* PASSAGE:
···

Contract
Exhibit
10.2
THIS AGREEMENT is effective
from the ___________ day of ______________, 2007 between Water Chef,
Inc., a Delaware corporation (the “Company”), and ______________________________
residing at ________________________________ ______________________ (the
“Purchaser”).
WHEREAS,
__________________________ desires to purchase ___________________ shares of the
Company’s Common Stock (the “Shares”) pursuant to the terms of this Agreement,
and the Board of Directors of the Company has determined that it is in the best
interests of the Company to provide with an opportunity to purchase
the aforesaid Shares.
NOW THEREFORE, the parties
agree as follows:
ISSUANCE
AND SALE OF THE SHARES. In consideration of the receipt of
_________
Thousand
Dollars
($ )
by wire transfer to the Company’s bank account, as contained below, the Company
agrees to issue to __________________ , _______________________ Shares of Water
Chef Common Stock at a purchase price of _________cents ($.0___) per
share, such amount representing the ask closing price of Water chef common stock
over the three previous days on the OTCBB. The Shares to be issued
are “restricted” Shares under the definition of Rule 144 of the Securities and
Exchange Commission, and the sale of these securities is prohibited for a
minimum of one year after purchase.
COMMON
STOCK PURCHASE WARRANT. In consideration of your investment you will
also receive a three-year common stock purchase warrant for common Shares equal
to twenty percent (20%) of the Shares purchased in Paragraph #1 above, at a
price equal to one hundred twenty percent (120%) of the price listed in
paragraph #1 above.

···

* PROVIDED DATA:

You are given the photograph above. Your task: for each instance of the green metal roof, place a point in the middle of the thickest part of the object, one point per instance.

···

* REQUIREMENTS: From the stock purchase agreement, list each term that is defined by a parenthetical of the form (the "...").

* OUTPUT OF THE TASK:
Company
Purchaser
Shares